* What you have to do *
Copy out the listing starting at its first line and ending at the line with "pixel 95 76", swapping "vegetable pile" for "vegetable heap" and keeping every other word the same.

(Items in a dataset)

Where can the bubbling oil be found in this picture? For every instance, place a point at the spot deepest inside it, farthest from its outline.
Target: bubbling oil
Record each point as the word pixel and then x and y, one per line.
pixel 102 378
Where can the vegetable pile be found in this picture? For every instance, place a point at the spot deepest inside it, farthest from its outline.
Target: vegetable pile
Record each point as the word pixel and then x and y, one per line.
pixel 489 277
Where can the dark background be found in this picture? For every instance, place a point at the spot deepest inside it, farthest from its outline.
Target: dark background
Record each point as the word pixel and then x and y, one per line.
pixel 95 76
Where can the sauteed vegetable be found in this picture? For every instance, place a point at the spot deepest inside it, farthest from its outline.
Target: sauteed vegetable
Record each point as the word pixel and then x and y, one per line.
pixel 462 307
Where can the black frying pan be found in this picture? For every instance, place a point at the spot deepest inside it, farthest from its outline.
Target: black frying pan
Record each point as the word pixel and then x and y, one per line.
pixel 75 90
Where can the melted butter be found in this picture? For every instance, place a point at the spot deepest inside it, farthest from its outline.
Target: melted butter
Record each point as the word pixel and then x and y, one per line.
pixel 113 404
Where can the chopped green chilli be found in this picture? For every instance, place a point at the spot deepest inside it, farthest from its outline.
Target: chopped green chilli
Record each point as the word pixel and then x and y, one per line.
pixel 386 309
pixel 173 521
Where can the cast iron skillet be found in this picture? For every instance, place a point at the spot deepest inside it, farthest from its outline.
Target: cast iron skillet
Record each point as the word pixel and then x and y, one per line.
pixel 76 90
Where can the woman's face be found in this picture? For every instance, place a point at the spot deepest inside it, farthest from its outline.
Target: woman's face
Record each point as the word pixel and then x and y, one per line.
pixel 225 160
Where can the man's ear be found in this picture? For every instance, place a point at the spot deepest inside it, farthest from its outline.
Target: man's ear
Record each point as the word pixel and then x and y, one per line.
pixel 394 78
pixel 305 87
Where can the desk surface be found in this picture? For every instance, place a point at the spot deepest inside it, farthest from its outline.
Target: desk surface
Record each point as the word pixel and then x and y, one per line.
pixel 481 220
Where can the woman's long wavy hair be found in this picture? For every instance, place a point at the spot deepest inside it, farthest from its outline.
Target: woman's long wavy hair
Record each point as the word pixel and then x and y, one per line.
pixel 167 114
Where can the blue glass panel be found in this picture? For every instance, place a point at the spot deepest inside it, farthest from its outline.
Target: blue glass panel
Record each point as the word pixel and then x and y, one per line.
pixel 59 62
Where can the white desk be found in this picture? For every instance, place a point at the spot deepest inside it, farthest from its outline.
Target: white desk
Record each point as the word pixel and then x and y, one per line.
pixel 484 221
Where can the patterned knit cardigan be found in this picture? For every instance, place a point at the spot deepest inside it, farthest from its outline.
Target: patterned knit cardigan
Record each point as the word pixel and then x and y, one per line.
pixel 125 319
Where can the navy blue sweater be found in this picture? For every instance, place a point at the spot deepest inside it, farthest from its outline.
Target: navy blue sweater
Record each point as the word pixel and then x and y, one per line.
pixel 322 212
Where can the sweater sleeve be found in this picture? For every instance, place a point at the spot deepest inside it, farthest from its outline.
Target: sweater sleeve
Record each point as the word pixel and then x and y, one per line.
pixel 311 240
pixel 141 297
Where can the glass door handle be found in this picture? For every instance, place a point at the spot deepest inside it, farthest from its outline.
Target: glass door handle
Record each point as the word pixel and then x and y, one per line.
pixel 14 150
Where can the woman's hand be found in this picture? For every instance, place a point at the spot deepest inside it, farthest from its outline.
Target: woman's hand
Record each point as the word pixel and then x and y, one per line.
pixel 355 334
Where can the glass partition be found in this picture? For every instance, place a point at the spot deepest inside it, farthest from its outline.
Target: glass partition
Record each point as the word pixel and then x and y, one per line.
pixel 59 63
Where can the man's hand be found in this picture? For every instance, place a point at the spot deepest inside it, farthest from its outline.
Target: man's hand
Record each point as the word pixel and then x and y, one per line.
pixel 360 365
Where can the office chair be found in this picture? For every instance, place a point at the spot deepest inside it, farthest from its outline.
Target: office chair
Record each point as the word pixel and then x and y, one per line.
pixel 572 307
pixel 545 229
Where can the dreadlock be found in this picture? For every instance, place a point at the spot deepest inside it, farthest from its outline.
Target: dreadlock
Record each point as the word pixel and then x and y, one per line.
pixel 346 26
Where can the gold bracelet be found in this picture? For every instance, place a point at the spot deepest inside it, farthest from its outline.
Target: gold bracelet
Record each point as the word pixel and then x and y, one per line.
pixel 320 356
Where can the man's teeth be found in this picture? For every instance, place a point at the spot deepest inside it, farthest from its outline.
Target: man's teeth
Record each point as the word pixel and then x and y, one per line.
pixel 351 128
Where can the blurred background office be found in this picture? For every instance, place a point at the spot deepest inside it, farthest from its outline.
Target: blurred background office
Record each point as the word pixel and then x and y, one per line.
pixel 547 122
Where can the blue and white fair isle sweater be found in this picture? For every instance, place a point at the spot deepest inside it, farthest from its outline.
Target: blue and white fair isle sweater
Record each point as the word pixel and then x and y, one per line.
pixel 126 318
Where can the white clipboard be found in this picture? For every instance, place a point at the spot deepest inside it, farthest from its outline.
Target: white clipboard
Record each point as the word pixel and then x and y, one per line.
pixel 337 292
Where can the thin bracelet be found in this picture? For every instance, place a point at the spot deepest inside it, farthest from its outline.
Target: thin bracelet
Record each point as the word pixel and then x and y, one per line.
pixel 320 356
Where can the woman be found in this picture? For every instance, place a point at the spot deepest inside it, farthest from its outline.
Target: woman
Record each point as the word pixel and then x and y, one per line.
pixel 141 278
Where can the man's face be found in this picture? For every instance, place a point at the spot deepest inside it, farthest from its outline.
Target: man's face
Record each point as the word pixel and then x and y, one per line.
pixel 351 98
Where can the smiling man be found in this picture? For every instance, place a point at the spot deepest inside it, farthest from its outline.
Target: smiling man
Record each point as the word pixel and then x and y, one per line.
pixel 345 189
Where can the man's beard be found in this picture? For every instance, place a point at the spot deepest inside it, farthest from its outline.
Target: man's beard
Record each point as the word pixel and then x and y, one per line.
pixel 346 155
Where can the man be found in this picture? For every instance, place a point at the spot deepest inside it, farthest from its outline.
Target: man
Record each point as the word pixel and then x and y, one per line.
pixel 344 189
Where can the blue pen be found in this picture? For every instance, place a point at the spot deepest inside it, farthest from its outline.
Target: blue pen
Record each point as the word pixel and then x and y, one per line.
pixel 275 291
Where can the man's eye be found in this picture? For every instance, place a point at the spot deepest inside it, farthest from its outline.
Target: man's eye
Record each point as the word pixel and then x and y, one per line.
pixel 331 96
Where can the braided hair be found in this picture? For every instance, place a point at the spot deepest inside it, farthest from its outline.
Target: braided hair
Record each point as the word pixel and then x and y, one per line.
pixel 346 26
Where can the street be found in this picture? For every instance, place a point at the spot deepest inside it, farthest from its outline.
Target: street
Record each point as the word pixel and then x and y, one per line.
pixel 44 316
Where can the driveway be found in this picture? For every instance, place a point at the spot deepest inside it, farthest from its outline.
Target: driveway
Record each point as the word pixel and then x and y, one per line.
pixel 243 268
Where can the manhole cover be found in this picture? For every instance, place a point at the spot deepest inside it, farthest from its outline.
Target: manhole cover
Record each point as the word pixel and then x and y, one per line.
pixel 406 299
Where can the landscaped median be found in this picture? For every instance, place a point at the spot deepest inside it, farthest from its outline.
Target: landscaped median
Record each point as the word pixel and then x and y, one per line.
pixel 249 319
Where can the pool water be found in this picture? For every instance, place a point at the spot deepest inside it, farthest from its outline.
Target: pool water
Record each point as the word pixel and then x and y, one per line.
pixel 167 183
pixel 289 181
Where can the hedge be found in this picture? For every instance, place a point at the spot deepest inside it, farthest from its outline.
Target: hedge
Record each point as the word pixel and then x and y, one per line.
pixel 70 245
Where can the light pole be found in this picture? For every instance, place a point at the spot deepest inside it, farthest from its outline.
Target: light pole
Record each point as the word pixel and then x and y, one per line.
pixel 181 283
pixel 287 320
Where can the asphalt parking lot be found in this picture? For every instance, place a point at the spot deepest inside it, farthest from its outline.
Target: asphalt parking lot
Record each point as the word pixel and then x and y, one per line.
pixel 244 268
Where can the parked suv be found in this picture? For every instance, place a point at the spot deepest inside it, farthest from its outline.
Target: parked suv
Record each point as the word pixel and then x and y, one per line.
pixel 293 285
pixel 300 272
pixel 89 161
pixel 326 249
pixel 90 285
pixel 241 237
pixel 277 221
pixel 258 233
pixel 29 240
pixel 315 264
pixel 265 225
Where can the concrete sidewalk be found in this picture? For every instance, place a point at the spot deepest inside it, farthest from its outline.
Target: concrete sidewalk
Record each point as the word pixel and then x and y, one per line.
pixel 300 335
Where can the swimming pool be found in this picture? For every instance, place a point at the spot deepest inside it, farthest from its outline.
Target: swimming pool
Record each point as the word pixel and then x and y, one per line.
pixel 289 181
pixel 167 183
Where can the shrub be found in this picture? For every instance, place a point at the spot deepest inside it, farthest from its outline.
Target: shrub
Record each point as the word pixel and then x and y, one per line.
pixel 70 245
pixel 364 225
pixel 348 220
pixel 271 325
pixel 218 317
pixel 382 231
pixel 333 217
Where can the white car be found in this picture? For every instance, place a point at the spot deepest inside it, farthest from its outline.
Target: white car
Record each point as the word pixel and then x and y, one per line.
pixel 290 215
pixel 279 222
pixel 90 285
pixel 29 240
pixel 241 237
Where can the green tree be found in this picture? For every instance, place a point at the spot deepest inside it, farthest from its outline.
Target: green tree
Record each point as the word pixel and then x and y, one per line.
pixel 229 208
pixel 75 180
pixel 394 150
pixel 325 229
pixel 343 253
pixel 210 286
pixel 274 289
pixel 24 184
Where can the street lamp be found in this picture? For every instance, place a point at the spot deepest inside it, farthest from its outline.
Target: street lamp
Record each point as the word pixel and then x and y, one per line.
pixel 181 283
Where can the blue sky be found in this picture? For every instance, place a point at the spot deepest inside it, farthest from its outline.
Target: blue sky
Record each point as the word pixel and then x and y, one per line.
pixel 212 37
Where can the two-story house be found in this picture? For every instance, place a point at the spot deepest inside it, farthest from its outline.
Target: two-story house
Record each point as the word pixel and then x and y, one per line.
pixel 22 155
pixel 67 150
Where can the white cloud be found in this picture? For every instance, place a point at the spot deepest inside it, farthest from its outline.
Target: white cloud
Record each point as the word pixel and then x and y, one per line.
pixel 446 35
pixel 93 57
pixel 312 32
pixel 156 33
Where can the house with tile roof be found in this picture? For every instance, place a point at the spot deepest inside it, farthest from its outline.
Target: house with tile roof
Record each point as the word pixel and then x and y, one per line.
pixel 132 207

* Answer for this exercise *
Where can the bubbling oil be found in this picture? For every instance, place a point at the spot deepest inside it, farthest from its outline.
Target: bubbling oil
Record each point as the word pixel and then x and y, one per line.
pixel 102 378
Where can the vegetable heap be found in this picture? For every instance, place a point at the spot deepest inside it, farthest from its outline.
Target: vegetable heap
Record each point as the word pixel and then x and y, one per line.
pixel 489 277
Where can the dark background be found in this picture? For every instance, place a point at the spot deepest inside it, farthest from its outline.
Target: dark background
Record each point as the word pixel and then x and y, one per line.
pixel 95 76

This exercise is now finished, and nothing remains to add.